_Text block:_

::::

Winterreise – Songs & Places 

(2010) 

is a collaboration between Victor Morales (visuals), Ulrike Sowodniok (voice and performance) and Hannes Strobl (Music). It is an exploration of Franz Schubert’s iconic song cycle.

Winterreise – Songs & Places is an exploration of Franz Schubert’s iconic song cycle where different spaces intersect in order to create a new and interesting performance. Real-time visuals generated with video games and surround music based on urban field recordings and Schubert’s Winterreise lyrical part were combined.

 

The originality of this piece comes not only from the mixture of these different mediums but also from the interpretation of the original Winterreise. Rather than focus on “a subtle journey to death” we decided to explore the ideas of intoxication, psychedelia and “the broken heart” situated on a landscape that is a “desert” generated from a picture of Schubert’s face. Sonically, our intention was to create spaces rather than reproducing the original piano score, so we can immerse the audience on a variety of psychological states. As a performance, there is only soprano on stage, who provides a voice and a body that tells a story without acting it.

 

Winterreise – Songs and Places is a collaboration between Victor Morales (visuals), Ulrike Sowodniok (voice and performance) and Hannes Strobl (Music). This piece premiered at the Festspielhaus St. Pölten in Austria on October 15, 2010.

 

Source: Winterreise – Songs & Places (blog)

 

 

Winterreise - Songs & Places is an acoustic-visual performance in which Schubert's classic is understood as a dialectical landscape. A virtual landscape is the antithesis of a surrounding landscape; a political landscape is the thesis that counteracts a romantic one. Electronic ice is attacked by the warmth of the human voice: a cold avatar discovers his circumstances and finds himself in a world that is constructed like a city, like a wood. A mountain that could consist of data, a memory that feels like fate, a red sun, a black tie, a runny nose, a violet ocean, a broken chair, the silence of snow, the smell of perfume/sweat. The singer, the actor, the musician, all can disappear on the horizon, observing the landscape and merging into it. Using video-game technology and music a virtual landscape is travelled through on stage, always in search of political/restless, surreal/mental and electronic/mechanical spaces.

 

Source: Hannes Strobl

 

 

Winterreise – Songs & Places, scifi, astronomy, berlin, real time, software, Games, Quartz composer, Live Visuals

Reading

Audiovisuology: See this sound (2010) - An Interdisciplinary Compendium of Audiovisual Culture. This all-embracing compendium brings together texts on various art forms in which the relationship between sound and image plays a significant role and the techniques used in linking the two. The entire spectrum of audiovisual art and phenomena is presented in 35 dictionary entries. (Cornerhouse)

::::

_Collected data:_
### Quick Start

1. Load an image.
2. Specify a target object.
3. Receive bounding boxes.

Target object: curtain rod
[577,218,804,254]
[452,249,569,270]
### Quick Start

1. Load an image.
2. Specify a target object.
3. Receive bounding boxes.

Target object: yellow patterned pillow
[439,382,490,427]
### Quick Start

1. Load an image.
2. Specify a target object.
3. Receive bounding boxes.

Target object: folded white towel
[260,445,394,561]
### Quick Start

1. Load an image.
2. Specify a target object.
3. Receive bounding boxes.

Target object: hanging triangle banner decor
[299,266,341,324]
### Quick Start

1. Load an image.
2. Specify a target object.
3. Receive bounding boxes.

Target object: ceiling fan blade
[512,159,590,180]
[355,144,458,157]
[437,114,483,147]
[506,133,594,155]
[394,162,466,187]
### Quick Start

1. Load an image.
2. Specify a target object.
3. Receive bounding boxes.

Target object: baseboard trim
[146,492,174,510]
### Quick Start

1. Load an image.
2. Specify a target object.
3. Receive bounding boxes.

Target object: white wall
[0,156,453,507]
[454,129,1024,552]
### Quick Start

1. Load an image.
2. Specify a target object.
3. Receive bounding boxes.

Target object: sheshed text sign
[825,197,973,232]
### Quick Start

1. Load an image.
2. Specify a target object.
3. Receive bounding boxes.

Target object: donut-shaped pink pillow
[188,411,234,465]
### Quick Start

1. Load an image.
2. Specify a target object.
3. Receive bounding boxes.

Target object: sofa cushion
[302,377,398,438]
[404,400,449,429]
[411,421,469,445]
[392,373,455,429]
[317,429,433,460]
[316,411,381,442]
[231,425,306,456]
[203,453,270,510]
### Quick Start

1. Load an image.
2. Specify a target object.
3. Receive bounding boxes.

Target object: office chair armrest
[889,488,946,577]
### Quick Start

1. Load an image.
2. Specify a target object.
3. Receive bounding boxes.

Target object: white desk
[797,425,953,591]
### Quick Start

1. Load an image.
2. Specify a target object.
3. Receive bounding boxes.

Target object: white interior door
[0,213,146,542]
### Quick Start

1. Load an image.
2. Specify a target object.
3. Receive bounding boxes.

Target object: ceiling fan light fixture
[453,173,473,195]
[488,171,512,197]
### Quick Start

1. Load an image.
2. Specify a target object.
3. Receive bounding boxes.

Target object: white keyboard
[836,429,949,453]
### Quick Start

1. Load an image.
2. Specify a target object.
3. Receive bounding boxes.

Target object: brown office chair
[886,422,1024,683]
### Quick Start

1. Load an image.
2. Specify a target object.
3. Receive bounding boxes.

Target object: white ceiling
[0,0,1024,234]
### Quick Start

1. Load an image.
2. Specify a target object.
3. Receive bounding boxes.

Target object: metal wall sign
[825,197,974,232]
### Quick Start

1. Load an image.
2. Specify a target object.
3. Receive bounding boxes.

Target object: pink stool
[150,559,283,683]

::::

_Task 1:_ Rewrite the paragraph of the Winterreise text that begins "The originality of this piece" more briefly, keeping its main facts.
_Task 2:_ Duplicate the stretch of the Winterreise text from "Source: Hannes Strobl" through "dictionary entries. (Cornerhouse)".
The records are separate material, apart from the Winterreise text.

_Task output 1:_ The piece is original for mixing different mediums and for its reading of Schubert's Winterreise. Instead of "a subtle journey to death," it explores intoxication, psychedelia and "the broken heart." These are set on a "desert" landscape generated from a picture of Schubert's face. The sound creates spaces rather than reproducing the original piano score, so the audience is immersed in a variety of psychological states. Only a soprano is on stage, giving a voice and a body that tell a story without acting it.

_Task output 2:_
Source: Hannes Strobl

 

 

Winterreise – Songs & Places, scifi, astronomy, berlin, real time, software, Games, Quartz composer, Live Visuals

Reading

Audiovisuology: See this sound (2010) - An Interdisciplinary Compendium of Audiovisual Culture. This all-embracing compendium brings together texts on various art forms in which the relationship between sound and image plays a significant role and the techniques used in linking the two. The entire spectrum of audiovisual art and phenomena is presented in 35 dictionary entries. (Cornerhouse)